SHORT TASK:
Rewrite the passage about Dennis Waterman, starting with "The successor to" and going on through "and his bodyguard.", with "film script" changed to "screenplay".
═════ PASSAGE PROVIDED ═════
The Sweeney, in which he co-starred with the late John Thaw, was a no-holds-barred action series based in London about two officers in Scotland Yard’s Flying Squad (known as the ‘Sweeney Todd’ in rhyming slang). Dennis Waterman played the part of Detective Sergeant George Carter while John Thaw played Carter’s guv’nor, Detective Inspector Jack Regan. In its quest to achieve gritty realism, the programme’s action sequences, tough dialogue, car chases and violence — on both sides of the law — set a new standard in British police shows. There were regular complaints from the police about its portrayal of police brutality but the public could not get enough of the programme or its two stars.
When The Sweeney finished its run in 1978, its production company began to look for another role for Dennis Waterman. The company, Euston Films, headed by George Taylor and Lloyd Shirley, had been set up six years earlier as a subsidiary of Thames Television to specialise in the production of television drama on film. Before making The Sweeney, Euston’s major output had been the 1973 series Special Branch starring George Sewell and Patrick Mower, and a six-part series under the general title Armchair Cinema. One of the episodes, Regan, written by Ian Kennedy Martin and directed by Tom Clegg, was the pilot of The Sweeney.
The successor to The Sweeney came in the form of a film script called Minder penned two years earlier by veteran television writer Leon Griffiths about an East End crime boss and his bodyguard.
As Terry McCann in Minder, Waterman played a young man with two prison terms under his belt, one for grievous bodily harm and the other for attempted robbery. At least one of these was for a crime that his boss was involved in but escaped prosecution. At one time McCann had had a promising career ahead of him as a professional boxer but lost his licence after a rigged bout in which he took a fall that was too obvious. According to his boss, Arthur Daley, he should have been nicked for overacting.
The character he took on in Minder, as the tough, streetwise but put-upon and naïve underdog, had many similarities to his role as Sergeant Carter in The Sweeney, the sidekick of the powerful Inspector Regan.
Born in Sheffield in 1928, Leon Griffiths (named after Leon Trotsky by his staunchly communist mother) had a tough upbringing in Glasgow where he developed a hankering to be a writer. After leaving school he obtained a job as an assistant director in a small film company. He left the company to perform his National Service and found himself working with the British Forces Network in Germany alongside fledgling broadcaster Cliff Michelmore. By the time he had completed his National Service the film company he worked for previously had gone bankrupt. To pay the bills he took up a writing post with the communist Daily Worker newspaper in the 1950s and eventually became its drama critic. He relinquished this position, and indeed his communist ties, following the invasion of Budapest by Russian tanks in 1956 and struggled to make a career on Fleet Street.
═════ DATASET ═════
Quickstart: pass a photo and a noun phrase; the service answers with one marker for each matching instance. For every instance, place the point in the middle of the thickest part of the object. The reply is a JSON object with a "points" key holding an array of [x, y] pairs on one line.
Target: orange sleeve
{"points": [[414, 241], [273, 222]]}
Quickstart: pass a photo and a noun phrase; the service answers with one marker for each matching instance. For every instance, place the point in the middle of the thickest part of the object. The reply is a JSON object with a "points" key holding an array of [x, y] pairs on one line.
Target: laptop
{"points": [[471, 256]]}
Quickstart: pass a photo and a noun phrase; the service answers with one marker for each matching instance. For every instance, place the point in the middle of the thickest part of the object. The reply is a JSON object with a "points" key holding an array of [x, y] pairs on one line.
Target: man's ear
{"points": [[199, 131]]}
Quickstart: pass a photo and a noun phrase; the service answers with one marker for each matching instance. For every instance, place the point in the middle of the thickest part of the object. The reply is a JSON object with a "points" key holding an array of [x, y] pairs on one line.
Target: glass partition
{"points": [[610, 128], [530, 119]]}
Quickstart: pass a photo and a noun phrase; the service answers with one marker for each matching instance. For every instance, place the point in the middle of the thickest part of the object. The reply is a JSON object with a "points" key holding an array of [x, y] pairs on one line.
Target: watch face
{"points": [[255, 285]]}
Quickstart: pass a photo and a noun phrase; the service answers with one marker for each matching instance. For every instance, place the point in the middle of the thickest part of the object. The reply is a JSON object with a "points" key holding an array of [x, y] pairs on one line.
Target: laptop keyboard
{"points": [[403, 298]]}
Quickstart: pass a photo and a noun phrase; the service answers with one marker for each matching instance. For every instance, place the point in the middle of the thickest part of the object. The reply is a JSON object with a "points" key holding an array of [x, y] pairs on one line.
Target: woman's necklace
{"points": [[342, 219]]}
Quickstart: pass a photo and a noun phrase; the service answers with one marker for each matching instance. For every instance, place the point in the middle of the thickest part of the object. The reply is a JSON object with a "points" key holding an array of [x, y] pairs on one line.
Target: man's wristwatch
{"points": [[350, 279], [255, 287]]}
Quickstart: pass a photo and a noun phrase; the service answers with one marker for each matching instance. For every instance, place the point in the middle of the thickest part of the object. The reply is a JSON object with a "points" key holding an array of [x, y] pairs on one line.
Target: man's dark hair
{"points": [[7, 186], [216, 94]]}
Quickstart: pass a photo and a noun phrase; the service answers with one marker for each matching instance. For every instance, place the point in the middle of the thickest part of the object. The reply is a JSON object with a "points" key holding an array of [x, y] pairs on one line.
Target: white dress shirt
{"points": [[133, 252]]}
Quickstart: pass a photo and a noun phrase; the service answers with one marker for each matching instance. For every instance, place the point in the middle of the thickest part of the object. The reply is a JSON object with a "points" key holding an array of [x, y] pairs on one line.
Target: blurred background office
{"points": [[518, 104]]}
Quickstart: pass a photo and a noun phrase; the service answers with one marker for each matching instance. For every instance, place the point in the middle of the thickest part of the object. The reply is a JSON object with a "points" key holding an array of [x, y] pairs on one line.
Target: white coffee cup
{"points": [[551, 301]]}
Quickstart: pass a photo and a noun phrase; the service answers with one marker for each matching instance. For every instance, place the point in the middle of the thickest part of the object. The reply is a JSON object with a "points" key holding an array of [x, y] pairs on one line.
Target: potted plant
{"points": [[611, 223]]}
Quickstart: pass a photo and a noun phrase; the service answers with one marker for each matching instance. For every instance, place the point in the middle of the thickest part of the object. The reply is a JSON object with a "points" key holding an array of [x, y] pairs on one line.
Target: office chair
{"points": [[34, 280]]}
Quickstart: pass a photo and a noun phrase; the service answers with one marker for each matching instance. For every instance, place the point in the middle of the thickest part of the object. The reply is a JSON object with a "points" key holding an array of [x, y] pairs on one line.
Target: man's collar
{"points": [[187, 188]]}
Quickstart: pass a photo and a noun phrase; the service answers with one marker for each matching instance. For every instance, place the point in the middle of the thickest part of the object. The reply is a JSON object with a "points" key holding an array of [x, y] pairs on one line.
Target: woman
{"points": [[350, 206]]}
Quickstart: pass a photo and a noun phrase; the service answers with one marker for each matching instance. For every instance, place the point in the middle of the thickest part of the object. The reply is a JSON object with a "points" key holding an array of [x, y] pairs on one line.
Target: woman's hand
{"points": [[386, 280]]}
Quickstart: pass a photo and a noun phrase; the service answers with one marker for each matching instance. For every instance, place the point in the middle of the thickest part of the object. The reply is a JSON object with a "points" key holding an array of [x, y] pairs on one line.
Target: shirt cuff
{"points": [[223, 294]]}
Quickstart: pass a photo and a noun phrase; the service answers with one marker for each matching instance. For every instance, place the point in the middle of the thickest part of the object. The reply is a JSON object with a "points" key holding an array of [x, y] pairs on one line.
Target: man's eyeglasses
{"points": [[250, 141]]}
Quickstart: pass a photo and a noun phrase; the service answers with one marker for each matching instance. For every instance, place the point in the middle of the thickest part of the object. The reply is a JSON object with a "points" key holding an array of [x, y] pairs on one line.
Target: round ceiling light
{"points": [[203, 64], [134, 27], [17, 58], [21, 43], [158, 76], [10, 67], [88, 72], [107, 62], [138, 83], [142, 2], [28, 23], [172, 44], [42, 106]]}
═════
OUTPUT FOR THIS TASK:
The successor to The Sweeney came in the form of a screenplay called Minder penned two years earlier by veteran television writer Leon Griffiths about an East End crime boss and his bodyguard.